### Extracted entries:
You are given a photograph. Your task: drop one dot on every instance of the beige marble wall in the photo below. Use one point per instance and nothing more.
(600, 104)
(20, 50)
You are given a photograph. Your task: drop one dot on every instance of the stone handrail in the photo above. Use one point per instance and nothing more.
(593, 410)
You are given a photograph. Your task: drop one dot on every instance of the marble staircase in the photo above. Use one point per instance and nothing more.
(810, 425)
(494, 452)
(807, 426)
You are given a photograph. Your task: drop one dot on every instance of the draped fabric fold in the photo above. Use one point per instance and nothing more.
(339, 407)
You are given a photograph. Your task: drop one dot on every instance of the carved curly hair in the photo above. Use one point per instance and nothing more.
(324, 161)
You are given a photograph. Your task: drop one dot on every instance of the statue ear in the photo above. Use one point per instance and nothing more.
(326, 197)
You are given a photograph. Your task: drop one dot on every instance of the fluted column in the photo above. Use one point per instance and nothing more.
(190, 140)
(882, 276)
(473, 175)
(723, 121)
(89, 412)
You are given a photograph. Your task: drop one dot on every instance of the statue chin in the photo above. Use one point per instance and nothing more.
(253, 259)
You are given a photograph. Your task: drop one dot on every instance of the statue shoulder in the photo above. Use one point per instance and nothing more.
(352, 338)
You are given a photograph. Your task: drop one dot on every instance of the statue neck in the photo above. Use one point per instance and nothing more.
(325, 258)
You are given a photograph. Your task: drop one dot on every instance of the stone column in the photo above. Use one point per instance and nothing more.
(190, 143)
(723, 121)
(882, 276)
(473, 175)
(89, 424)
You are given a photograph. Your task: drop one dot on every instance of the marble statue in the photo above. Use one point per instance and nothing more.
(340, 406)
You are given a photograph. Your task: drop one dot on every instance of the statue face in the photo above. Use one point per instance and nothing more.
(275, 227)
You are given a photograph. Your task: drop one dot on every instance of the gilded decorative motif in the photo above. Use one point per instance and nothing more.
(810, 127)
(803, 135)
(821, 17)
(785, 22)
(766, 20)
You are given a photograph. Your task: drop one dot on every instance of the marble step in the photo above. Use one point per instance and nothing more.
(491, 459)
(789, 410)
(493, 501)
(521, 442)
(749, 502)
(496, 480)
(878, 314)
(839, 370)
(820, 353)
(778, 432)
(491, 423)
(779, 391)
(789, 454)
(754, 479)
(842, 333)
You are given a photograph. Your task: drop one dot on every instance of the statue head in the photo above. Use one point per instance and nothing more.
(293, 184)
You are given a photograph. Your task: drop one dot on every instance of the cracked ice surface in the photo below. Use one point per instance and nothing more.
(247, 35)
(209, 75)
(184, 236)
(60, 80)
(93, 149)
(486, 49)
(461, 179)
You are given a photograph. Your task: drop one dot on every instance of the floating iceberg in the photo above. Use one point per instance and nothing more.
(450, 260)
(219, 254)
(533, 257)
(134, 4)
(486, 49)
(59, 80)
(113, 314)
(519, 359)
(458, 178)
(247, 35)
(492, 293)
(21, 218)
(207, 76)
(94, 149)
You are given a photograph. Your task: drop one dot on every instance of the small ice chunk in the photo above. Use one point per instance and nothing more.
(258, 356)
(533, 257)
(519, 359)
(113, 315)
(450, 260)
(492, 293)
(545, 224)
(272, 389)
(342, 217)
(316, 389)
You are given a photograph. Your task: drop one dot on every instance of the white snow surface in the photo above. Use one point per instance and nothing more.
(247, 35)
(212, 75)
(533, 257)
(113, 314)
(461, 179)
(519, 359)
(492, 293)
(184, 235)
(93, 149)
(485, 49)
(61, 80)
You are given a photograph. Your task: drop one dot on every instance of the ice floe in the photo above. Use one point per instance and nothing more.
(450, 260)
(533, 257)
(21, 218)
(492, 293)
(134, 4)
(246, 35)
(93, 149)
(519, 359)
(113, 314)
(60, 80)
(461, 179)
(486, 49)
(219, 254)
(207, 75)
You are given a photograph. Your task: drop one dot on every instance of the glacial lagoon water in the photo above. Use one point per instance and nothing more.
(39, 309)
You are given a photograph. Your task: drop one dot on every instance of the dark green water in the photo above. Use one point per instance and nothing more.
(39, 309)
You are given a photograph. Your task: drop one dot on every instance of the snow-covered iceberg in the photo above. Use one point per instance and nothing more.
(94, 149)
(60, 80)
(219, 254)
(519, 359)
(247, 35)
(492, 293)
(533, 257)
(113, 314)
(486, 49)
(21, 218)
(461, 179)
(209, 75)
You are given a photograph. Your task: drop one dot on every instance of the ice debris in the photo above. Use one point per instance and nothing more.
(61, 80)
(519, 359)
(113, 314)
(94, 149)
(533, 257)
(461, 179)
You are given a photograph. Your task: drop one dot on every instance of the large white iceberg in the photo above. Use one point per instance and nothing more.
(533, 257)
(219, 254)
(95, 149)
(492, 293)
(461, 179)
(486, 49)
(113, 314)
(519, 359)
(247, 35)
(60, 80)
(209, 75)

### Short exercise:
Rewrite the lines above, substituting "place one marker" for "drop one dot" throughout and leaving everything else unchanged.

### Correct output:
You are given a photograph. Your task: place one marker on every instance of the beige marble wall in the photo below. Use one point per instance and nothing more.
(600, 104)
(20, 50)
You are given a photograph. Your task: place one marker on every instance of the stone handrail in the photo above. Use one point per instance and nothing more.
(593, 410)
You are given a photograph. Your task: place one marker on every instance of the marble staircase in the photo above. Use one point per instance and nothing more.
(810, 425)
(494, 452)
(807, 426)
You are given a photograph. Your task: place one marker on every instance of the draped fabric fold in the photo above. Use one point per instance and nothing more.
(339, 407)
You are given a photograph. Your task: place one marker on every instance of the carved curly hair in the photo above. Use one point per instance and nothing more.
(324, 161)
You are given a photograph. Your task: place one marker on every instance of the statue ear in the photo above. Use one point per instance and nothing more.
(326, 197)
You are given a photograph. Your task: place one marker on every instance of the fluted column in the photo above. Use one point per instance and nothing more.
(190, 140)
(882, 276)
(473, 175)
(723, 121)
(89, 412)
You are given a photograph. Your task: place one marker on every instance of the statue chin in the photo above. Use one point per instance and nothing more.
(253, 259)
You are given a photograph. Your task: place one marker on every instance of the statue shoulder in the photo above. Use one point per instance and nothing more.
(352, 338)
You are given a photograph. Your task: place one marker on every instance of the statue neck in the photo above. Use one point per instance and nothing more.
(325, 258)
You are given a photograph. Your task: place one marker on every instance of the stone column in the photo above. Use one point per instance and nothing more.
(190, 143)
(723, 121)
(882, 276)
(473, 175)
(89, 424)
You are given a photograph. Your task: place one marker on every instance of the marble statue in the photo above. Use one point per instance and nothing more.
(340, 406)
You are given a photograph. Your task: place one marker on every instance of the statue face in the photo above. Use one point per instance and nothing more.
(275, 227)
You are given a photograph. Your task: place one marker on every instance of the gilded decorative motif in the photo above. Use one point per instance and nothing more.
(810, 127)
(803, 135)
(821, 17)
(785, 22)
(766, 20)
You are given a photograph. Your task: place one marker on every instance of the marble step in the photo above. Use one point per instance and nothing more.
(491, 459)
(789, 410)
(493, 501)
(521, 442)
(749, 502)
(496, 480)
(878, 314)
(839, 370)
(820, 353)
(778, 432)
(491, 423)
(779, 391)
(789, 454)
(754, 479)
(842, 333)
You are given a photograph. Your task: place one marker on every instance of the statue head in the photo above. Use one point per instance and nothing more.
(293, 184)
You are given a photograph. Your task: place one marker on every instance of the cracked ice surface in the photo below. Use one point per instance and nothing more.
(247, 35)
(209, 75)
(184, 236)
(60, 80)
(93, 149)
(486, 49)
(461, 179)
You are given a photograph. Your task: place one marker on every instance of the floating iceberg in the photo above. Use one point per instance and nothing more.
(450, 260)
(219, 254)
(533, 257)
(134, 4)
(486, 49)
(59, 80)
(113, 314)
(519, 359)
(458, 178)
(247, 35)
(492, 293)
(21, 218)
(207, 76)
(94, 149)
You are given a photograph. Your task: place one marker on every instance of the small ice chunk in the photo above. Use one point per instance and nothing more.
(258, 356)
(533, 257)
(519, 359)
(113, 315)
(450, 260)
(492, 293)
(545, 224)
(272, 389)
(342, 217)
(316, 389)
You are given a photograph. Your task: place one marker on every instance of the white snow surface in the photo above. Use one point per instance and nothing more.
(247, 35)
(212, 75)
(533, 257)
(113, 314)
(461, 179)
(519, 359)
(492, 293)
(184, 235)
(93, 149)
(485, 49)
(61, 80)
You are given a photograph. Your task: place one marker on every instance of the ice floe in the photo above. Use one point per instance and nothing more.
(450, 260)
(533, 257)
(21, 218)
(492, 293)
(134, 4)
(246, 35)
(93, 149)
(519, 359)
(113, 314)
(60, 80)
(461, 179)
(486, 49)
(219, 254)
(207, 75)
You are given a photograph. Your task: place one marker on every instance of the glacial lagoon water in the photo above. Use one point per instance and nothing more.
(39, 309)
You are given a photograph. Your task: place one marker on every instance of the dark green water in the photo above. Use one point per instance and nothing more.
(39, 309)
You are given a photograph. Your task: place one marker on every instance of the snow-covered iceberg in the photo above. Use one point per instance and nothing more.
(94, 149)
(60, 80)
(219, 254)
(519, 359)
(247, 35)
(492, 293)
(533, 257)
(113, 314)
(486, 49)
(21, 218)
(461, 179)
(209, 75)
You are given a photograph. Your task: place one marker on every instance of the ice debris in the photo above. Use one point per instance and nothing more.
(61, 80)
(519, 359)
(113, 314)
(94, 149)
(533, 257)
(461, 179)
You are given a photograph. Your task: place one marker on every instance of the large white iceberg in the photo above. Use one point per instance and nothing more.
(533, 257)
(219, 254)
(95, 149)
(492, 293)
(461, 179)
(486, 49)
(113, 314)
(519, 359)
(247, 35)
(60, 80)
(209, 75)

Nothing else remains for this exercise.